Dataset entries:
=======

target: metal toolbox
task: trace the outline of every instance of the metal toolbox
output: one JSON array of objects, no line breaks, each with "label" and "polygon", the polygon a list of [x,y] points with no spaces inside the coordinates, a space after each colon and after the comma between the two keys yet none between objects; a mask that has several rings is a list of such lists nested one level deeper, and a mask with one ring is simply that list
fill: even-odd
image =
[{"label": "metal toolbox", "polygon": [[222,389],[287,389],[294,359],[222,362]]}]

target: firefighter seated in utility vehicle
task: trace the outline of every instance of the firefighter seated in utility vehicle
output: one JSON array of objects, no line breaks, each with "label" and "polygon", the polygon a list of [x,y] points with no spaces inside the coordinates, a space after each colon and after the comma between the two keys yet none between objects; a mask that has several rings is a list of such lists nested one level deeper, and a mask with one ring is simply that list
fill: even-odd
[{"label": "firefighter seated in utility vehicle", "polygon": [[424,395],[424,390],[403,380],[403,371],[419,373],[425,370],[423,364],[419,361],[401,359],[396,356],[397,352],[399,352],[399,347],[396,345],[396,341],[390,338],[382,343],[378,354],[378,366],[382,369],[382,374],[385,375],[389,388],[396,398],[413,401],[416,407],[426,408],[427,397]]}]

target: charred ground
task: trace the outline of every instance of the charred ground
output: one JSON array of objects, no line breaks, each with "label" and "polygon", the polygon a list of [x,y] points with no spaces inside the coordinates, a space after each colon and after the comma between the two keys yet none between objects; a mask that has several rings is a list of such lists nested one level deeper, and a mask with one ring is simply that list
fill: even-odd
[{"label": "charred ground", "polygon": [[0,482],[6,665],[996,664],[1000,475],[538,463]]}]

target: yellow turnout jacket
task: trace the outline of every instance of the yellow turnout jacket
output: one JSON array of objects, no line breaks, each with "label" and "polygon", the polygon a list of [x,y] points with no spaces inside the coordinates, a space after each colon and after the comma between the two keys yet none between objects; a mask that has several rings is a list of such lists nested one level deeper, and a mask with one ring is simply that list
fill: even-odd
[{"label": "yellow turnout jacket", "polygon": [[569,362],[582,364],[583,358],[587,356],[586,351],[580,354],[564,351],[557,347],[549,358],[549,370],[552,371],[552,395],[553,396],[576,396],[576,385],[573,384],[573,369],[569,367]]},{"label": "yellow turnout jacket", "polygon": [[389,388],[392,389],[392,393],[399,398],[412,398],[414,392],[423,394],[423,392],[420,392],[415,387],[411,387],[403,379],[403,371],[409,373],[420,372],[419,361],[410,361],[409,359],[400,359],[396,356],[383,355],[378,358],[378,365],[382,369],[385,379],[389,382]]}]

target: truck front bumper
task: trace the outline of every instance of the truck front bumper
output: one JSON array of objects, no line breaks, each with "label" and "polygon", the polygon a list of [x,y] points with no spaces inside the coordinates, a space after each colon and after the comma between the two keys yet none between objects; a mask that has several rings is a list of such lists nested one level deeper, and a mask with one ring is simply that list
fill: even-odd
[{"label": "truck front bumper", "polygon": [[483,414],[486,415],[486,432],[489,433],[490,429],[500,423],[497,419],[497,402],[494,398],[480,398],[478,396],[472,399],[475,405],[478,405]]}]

=======

Work to be completed: The data must be output in full, exactly as given.

Written solution:
target: metal toolbox
task: trace the outline of every instance of the metal toolbox
output: one JSON array of objects, no line breaks, each with "label" and "polygon", the polygon a list of [x,y] points with no spaces inside the coordinates, a space after each colon and after the comma between the two keys yet none between objects; a mask that has several rings is a list of such lists nested one level deeper, and a mask with one ring is simply that list
fill: even-odd
image =
[{"label": "metal toolbox", "polygon": [[222,389],[287,389],[294,359],[222,362]]}]

target: firefighter seated in utility vehicle
task: trace the outline of every instance of the firefighter seated in utility vehicle
output: one JSON array of objects, no line breaks, each with "label" and "polygon", the polygon a list of [x,y] points with no spaces inside the coordinates, a space after each colon and after the comma between the two keys yet none between objects; a mask that has several rings is a list of such lists nested one level deeper, and a mask with one ring is simply that list
fill: even-odd
[{"label": "firefighter seated in utility vehicle", "polygon": [[424,395],[424,390],[403,380],[403,371],[419,373],[425,370],[423,364],[419,361],[401,359],[396,356],[397,352],[399,352],[399,347],[396,345],[396,341],[390,338],[382,343],[378,354],[378,366],[382,369],[382,374],[385,375],[389,388],[396,398],[413,401],[416,407],[426,408],[427,397]]}]

target: charred ground
task: trace the outline of every instance of the charred ground
output: one JSON array of objects, no line breaks, each with "label" and "polygon", the polygon a list of [x,y] points with no spaces inside the coordinates, a space after each colon and after the comma between the two keys yet none between objects; a mask that has several rings is a list of such lists nested one level deeper, and a mask with one ring is simply that list
fill: even-odd
[{"label": "charred ground", "polygon": [[0,482],[6,665],[996,664],[1000,475],[538,463]]}]

target: yellow turnout jacket
task: trace the outline of every instance of the yellow turnout jacket
output: one JSON array of objects, no line breaks, each with "label" and "polygon", the polygon a list of [x,y] points with no spaces inside the coordinates, a space after each colon and after the comma between the two keys yet none between objects; a mask that has several rings is a list of such lists nested one level deeper, and a mask with one ring is simply that list
fill: even-odd
[{"label": "yellow turnout jacket", "polygon": [[569,362],[582,364],[583,358],[587,356],[586,351],[580,354],[564,351],[557,347],[549,358],[549,370],[552,371],[552,395],[553,396],[576,396],[576,385],[573,384],[573,369],[569,367]]},{"label": "yellow turnout jacket", "polygon": [[389,388],[392,389],[392,393],[399,398],[412,398],[414,392],[423,394],[423,392],[420,392],[415,387],[411,387],[403,379],[403,371],[409,373],[420,372],[419,361],[410,361],[409,359],[400,359],[396,356],[383,355],[378,358],[378,365],[382,369],[385,379],[389,382]]}]

target: truck front bumper
task: trace the outline of every instance of the truck front bumper
output: one JSON array of objects, no line breaks, each with "label" and "polygon", the polygon a list of [x,y] points with no spaces inside the coordinates, a space after each colon and after the comma between the two keys yet none between objects; a mask that has several rings is a list of such lists nested one level deeper, and a mask with one ring is simply that list
fill: even-odd
[{"label": "truck front bumper", "polygon": [[483,414],[486,415],[486,432],[489,433],[490,429],[500,423],[497,419],[497,402],[494,398],[480,398],[478,396],[472,399],[475,405],[478,405]]}]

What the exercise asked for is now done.